Text shown |
#####

Personal information
- Born: 1962 or 1963 (age 63–64)
- Education: Ohio University University of Delaware

Sport
- Sport: Golf / softball / basketball / field hockey / volleyball
- College team: Ohio / Delaware (softball)
- Club: DuPont Country Club

= Lori Van Sickle =

American professional golfer (born 1962/63)

Lori Lynn Van Sickle ( Ludvigson; born ) is an American golfer. She was the head professional and director of golf at the DuPont Country Club in Wilmington, Delaware, and competed at the U.S. Women's Amateur twice. Before her golf career, Van Sickle played college softball for the Ohio Bobcats and Delaware Fightin' Blue Hens and was an all-state player in high school. She was inducted into the Delaware Sports Museum and Hall of Fame in 2012.

==Biography==
Van Sickle is from Wilmington, Delaware. She grew up playing several sports and competed in field hockey and basketball at Springer Junior High School. Afterwards, she attended Brandywine High School, where she participated in softball, basketball, and volleyball, collecting the maximum of nine varsity letters while being an All-State performer. She was also an All-Blue Hen Conference Flight B selection in multiple sports. After high school, Van Sickle enrolled at Ohio University, where she received one of the school's two softball scholarships and played at third base. She finished with the team's best fielding percentage in each of her first two seasons before transferring to the University of Delaware. Van Sickle, a two-time varsity letter recipient, was used as an infielder for the Delaware Fightin' Blue Hens.

After college, Van Sickle worked for eight years in the circulation department at The News Journal in Wilmington. She began playing golf at age 21. When asked to choose between her job and golfing, she decided to leave The News Journal. During her career, she competed at the U.S. Women's Amateur twice as well as at the U.S. Women's Mid-Amateur. Van Sickle, who played on the FUTURES Tour, turned professional in 1987. A member of the DuPont Country Club, where she worked starting in 1986 as a pro shop employee, she was described in The News Journal as "the hottest golfer in Delaware" in 1988. From 1986 to 1989, she won the DuPont club championship each year. Van Sickle later became the assistant golf professional at DuPont before being named head pro in 1994. She became the only woman to be head pro of an LPGA Tour site nationally. The next year, she was promoted to the club's director of golf.

#####

Rewrite the profile of Lori Van Sickle between "- Education: Ohio" and "Ohio / Delaware (softball)", inclusive, changing "field hockey" to "lacrosse" throughout. The records are not needed.

Records |
#####

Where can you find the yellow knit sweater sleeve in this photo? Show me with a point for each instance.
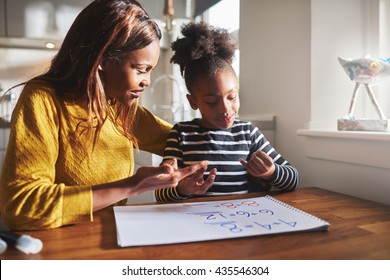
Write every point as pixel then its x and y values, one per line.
pixel 30 195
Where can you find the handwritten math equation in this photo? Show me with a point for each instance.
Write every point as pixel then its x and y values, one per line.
pixel 240 216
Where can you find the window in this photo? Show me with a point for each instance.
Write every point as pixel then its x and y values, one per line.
pixel 355 29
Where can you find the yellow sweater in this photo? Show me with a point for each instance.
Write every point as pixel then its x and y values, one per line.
pixel 47 177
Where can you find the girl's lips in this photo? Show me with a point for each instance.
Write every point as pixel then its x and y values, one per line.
pixel 136 93
pixel 228 119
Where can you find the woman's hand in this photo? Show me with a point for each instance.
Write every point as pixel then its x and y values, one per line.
pixel 195 184
pixel 167 175
pixel 260 165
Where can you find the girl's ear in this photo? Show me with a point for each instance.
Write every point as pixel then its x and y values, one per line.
pixel 192 101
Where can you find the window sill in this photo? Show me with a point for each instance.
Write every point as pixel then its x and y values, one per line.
pixel 361 148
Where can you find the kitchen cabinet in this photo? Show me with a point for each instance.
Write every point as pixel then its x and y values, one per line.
pixel 25 22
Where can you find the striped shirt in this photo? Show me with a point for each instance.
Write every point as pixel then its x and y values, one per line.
pixel 191 143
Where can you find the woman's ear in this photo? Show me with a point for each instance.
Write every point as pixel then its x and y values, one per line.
pixel 192 101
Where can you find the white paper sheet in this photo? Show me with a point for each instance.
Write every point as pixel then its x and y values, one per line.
pixel 188 222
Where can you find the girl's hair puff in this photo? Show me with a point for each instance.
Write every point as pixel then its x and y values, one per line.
pixel 203 50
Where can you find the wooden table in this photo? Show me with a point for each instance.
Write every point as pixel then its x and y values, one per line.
pixel 359 229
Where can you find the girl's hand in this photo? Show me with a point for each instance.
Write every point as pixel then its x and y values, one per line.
pixel 195 184
pixel 260 165
pixel 167 175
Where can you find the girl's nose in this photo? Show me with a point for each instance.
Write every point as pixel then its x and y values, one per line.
pixel 145 82
pixel 224 107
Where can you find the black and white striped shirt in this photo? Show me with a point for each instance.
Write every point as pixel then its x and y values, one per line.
pixel 191 143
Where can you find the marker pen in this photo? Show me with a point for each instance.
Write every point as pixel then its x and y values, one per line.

#####

Output for this exercise |
- Education: Ohio University University of Delaware

Sport
- Sport: Golf / softball / basketball / lacrosse / volleyball
- College team: Ohio / Delaware (softball)